The other day I had to check in three people for a Vueling flight. As is often the case with no-frills airlines now, the website gave me the choice of paying to select seats – I think it was an extra £36 in total for the return flights – or having them allocated at random. The real implicatio­n of not paying is left unclear.

Depending how you interpret that message, you might think that there is either a very low chance of being seated together, because each of the seats will be assigned randomly, or a reasonably high chance of getting seats together because there is bound to be a row of three seats still available which the computer will select for you. It was only a two-hour flight; we were all adults; so I took the plunge and didn’t pay. In the upshot, we ended up seated together.

Ryanair posts a similar warning – pay up or have your seats selected randomly. I don’t pay, and have never been separated from my travelling companions on a Ryanair flight. But in recent days there has been a surge of complaints on Twitter (search “@Ryanair seats” and you will see what I mean) from passengers who didn’t pay up, and who say they have not been seated together, even though there were plenty of spare seats on the flight.

Our digital editor, Oliver Smith, travelled on a Ryanair flight from Bordeaux this week with a couple who checked in late. They were seated at different ends of the plane, even though one of them had an empty seat next to him.

Other complaints have come from single travellers who have been put in middle seats, even though there were plenty of aisle and window seats available. So why the sudden surge of dissatisfa­ction? Has Ryanair changed the way it implements its policy? The airline categorica­lly denies the accusation. It says that random selection has been happening since 2014, but that because it is carrying more customers, and its planes are now 95 per cent full on average, there are fewer seats available.

Whatever the truth of the matter, the result is travelling companions can clearly no longer be sure of sitting next to each other on Ryanair unless they pay extra. Since seats cost £2-£11 each way, this could add £22 to a return fare. (The extra charge also enables you to check in 60 days in advance, that drops to four days if you don’t pay.)

- [Information provided]
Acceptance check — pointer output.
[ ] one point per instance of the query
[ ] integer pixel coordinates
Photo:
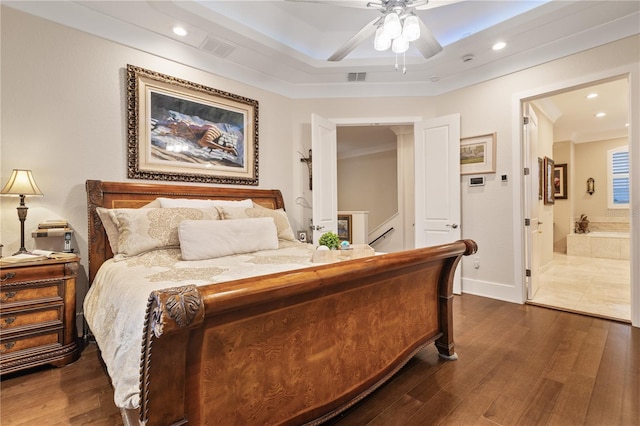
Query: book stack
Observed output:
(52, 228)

==

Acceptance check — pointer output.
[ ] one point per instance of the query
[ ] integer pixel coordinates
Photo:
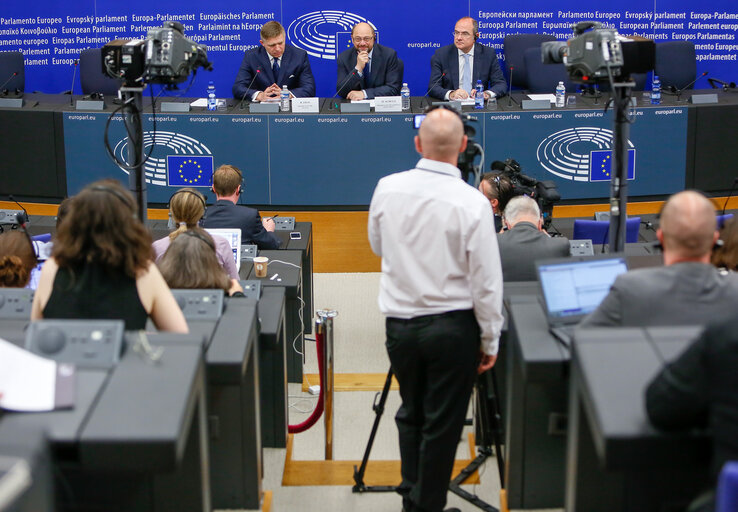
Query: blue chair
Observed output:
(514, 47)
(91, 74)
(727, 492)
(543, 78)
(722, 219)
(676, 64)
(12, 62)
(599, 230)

- [What you need to do] Copy the part of the article on airline seat allocation that begins at the words "Depending how you" and stops after "up seated together.". Leave the items out of consideration entirely.

- [The completed task]
Depending how you interpret that message, you might think that there is either a very low chance of being seated together, because each of the seats will be assigned randomly, or a reasonably high chance of getting seats together because there is bound to be a row of three seats still available which the computer will select for you. It was only a two-hour flight; we were all adults; so I took the plunge and didn’t pay. In the upshot, we ended up seated together.